The copy you return should hold every record below word for word and no images.

=== Begin Enclosure ===

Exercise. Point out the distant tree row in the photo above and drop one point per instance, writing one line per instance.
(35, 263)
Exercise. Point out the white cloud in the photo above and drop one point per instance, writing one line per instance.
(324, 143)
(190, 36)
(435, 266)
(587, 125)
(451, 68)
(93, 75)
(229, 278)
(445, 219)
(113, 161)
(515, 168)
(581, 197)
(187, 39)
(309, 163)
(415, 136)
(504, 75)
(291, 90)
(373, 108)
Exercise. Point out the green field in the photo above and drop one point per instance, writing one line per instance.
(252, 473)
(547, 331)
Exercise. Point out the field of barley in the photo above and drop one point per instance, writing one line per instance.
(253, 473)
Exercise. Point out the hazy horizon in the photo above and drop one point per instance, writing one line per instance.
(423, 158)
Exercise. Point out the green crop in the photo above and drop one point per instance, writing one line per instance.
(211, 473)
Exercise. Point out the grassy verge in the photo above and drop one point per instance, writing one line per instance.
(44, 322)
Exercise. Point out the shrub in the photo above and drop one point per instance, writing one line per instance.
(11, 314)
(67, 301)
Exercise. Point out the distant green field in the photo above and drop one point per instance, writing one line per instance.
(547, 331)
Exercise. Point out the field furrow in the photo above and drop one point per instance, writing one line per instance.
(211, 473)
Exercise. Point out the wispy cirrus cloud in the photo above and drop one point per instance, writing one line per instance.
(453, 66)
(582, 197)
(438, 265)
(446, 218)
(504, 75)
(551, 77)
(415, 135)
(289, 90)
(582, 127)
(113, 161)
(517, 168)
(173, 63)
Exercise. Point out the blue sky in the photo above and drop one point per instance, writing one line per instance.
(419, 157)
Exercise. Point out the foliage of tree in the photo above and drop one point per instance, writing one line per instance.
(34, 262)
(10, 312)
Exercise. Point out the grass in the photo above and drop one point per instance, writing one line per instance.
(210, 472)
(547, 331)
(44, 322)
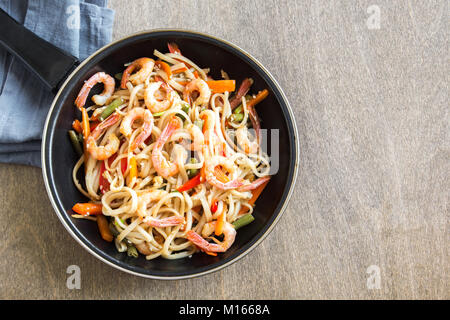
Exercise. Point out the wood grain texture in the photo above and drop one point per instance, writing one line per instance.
(372, 111)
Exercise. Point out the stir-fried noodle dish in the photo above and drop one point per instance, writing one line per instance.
(170, 159)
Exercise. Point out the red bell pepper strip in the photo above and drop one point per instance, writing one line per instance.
(195, 181)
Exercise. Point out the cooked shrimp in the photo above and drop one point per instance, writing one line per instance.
(244, 141)
(161, 165)
(155, 105)
(106, 151)
(99, 99)
(147, 126)
(201, 87)
(229, 236)
(145, 67)
(210, 165)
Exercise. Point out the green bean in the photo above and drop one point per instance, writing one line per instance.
(132, 252)
(110, 108)
(243, 221)
(75, 142)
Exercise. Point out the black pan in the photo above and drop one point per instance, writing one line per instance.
(63, 74)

=== End Enclosure ===

| Answer for this exercise |
Exercise. Point out the distant tree row in the photo above and drop one point per instance, writing one line per instance.
(35, 263)
Exercise. Point out the white cloud in the photo above and drop one point per instance, writing one line per instance.
(324, 143)
(190, 36)
(435, 266)
(587, 125)
(451, 68)
(93, 75)
(229, 278)
(445, 219)
(113, 161)
(515, 168)
(581, 197)
(187, 39)
(309, 163)
(415, 136)
(504, 75)
(291, 90)
(373, 108)
Exercise. Point out the green field in the photo above and drop one point per instance, writing one line per instance.
(252, 473)
(547, 331)
Exercise. Point out the field of barley in the photo above and drop one point per instance, writing one line per instance.
(253, 473)
Exercise. Point out the hazy horizon in the photo above and drop one point per instance, writing one line per instance.
(423, 158)
Exercise. Point out the green crop in the photo above and drop one point per instance, writing one line per instance.
(211, 473)
Exercise. Point out the grassy verge in the photo above and drop one point per instance, writing one line per instance.
(44, 322)
Exercise. Point out the shrub in the photo above and drop one point per instance, writing one line per instance.
(11, 314)
(67, 301)
Exercise. Point out the distant green field in the photo above and drop one point per instance, writing one line per instance.
(547, 331)
Exercise. Point out the field furrow in the photo above and drop one point per instance, writing one line per instance.
(211, 473)
Exercise. Point out the wispy cirrus cloud in the photo above and drop one point per instance, writing one line per instance.
(453, 66)
(582, 197)
(438, 265)
(446, 218)
(504, 75)
(551, 77)
(415, 135)
(289, 90)
(582, 127)
(113, 161)
(517, 168)
(173, 63)
Exercise. Point out the blue sky in the photo above and drop one point per instance, writing one line per instance.
(419, 157)
Exercise. Point out the foliage of tree in the photo above and drop one point per instance, writing one line per instance.
(34, 262)
(10, 312)
Exercise. Point out the grass in the photo above and drop one point per instance, writing one line per instance.
(210, 472)
(547, 331)
(44, 322)
Exercise. Point out the wood grain texture in the photo above and drop one point per instance, writing one line per instance.
(372, 111)
Exercise. Point out the stir-fried noodle dish in the photo above and drop one point per instance, writing one line per instance.
(170, 159)
Exercise. Point out the red bell pepper strip in the photo above and drop one point per instance, writing one line per instance.
(195, 181)
Exercise. Point out the cooked shrimp in the photo above and drop one point per instance, writing one line per instance.
(244, 141)
(161, 165)
(155, 105)
(106, 151)
(99, 99)
(147, 126)
(201, 87)
(229, 236)
(145, 67)
(210, 165)
Exercise. Point out the green bean in the photo above and drop one point per instance, writing one line per instance.
(132, 252)
(110, 108)
(243, 221)
(75, 142)
Exercise. Point out the black pan in the photo above and drop one point per instance, writing one line per instance.
(63, 74)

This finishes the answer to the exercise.